WHAT YOU NEED TO DO - Having read the data, transcribe all of it without deviation.

DATA EXTRACT -

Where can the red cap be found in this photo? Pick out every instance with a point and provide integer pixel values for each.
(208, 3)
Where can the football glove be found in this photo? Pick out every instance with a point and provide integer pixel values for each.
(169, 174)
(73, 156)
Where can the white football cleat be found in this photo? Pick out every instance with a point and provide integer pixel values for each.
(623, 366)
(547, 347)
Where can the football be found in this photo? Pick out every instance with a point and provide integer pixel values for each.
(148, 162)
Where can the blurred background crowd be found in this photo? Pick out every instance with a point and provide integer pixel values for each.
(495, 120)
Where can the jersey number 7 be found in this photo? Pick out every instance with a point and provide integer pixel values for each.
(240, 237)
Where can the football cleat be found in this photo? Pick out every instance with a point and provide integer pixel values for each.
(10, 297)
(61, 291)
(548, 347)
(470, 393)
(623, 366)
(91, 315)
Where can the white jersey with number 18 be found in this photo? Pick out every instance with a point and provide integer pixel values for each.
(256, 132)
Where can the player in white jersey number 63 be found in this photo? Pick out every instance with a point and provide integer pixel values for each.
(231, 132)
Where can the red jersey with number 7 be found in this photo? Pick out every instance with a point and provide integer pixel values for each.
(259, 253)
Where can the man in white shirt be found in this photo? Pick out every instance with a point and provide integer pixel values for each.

ANSWER FOR THIS EXERCISE -
Where can the red cap be found in this photo? Pick out every instance with a point and provide integer pixel values for each.
(208, 3)
Where can the football glove be found in this photo? Pick out every instance with a point and provide integer pixel values for each.
(169, 174)
(73, 156)
Where can the white football cleat be found in this photo? Pick out every instance with a point and provide integer pixel values for each.
(623, 366)
(547, 347)
Where can the football be found in this photo? Pick out every instance with a point and provide integer pixel values for each.
(148, 162)
Where can the blurred background crowd be found in this photo? Pick out every instance with a point and provide integer pixel values for each.
(495, 120)
Where can the jersey number 7 be found in this photo? Pick out every instance with a point and provide integer pixel values for each.
(240, 237)
Where can the football cleat be found in this photo? Pick out every instance with a point and provide integer pixel values for each.
(10, 297)
(61, 291)
(548, 347)
(470, 393)
(623, 366)
(91, 315)
Where can the white jersey with number 18 be found in this photo? Pick out every instance with a point and provide integer pixel values for each.
(256, 132)
Where can the player in white jersey number 63 be found in this photo? Pick out every instance with a point and provide integer pixel values for each.
(231, 132)
Where can the red jersey with number 7 be found in this photo? Pick out every instance with a point and provide integer pixel values for each.
(259, 253)
Where can the man in white shirt be found in this photo? Pick out every instance with a point and provide integer pixel values for each.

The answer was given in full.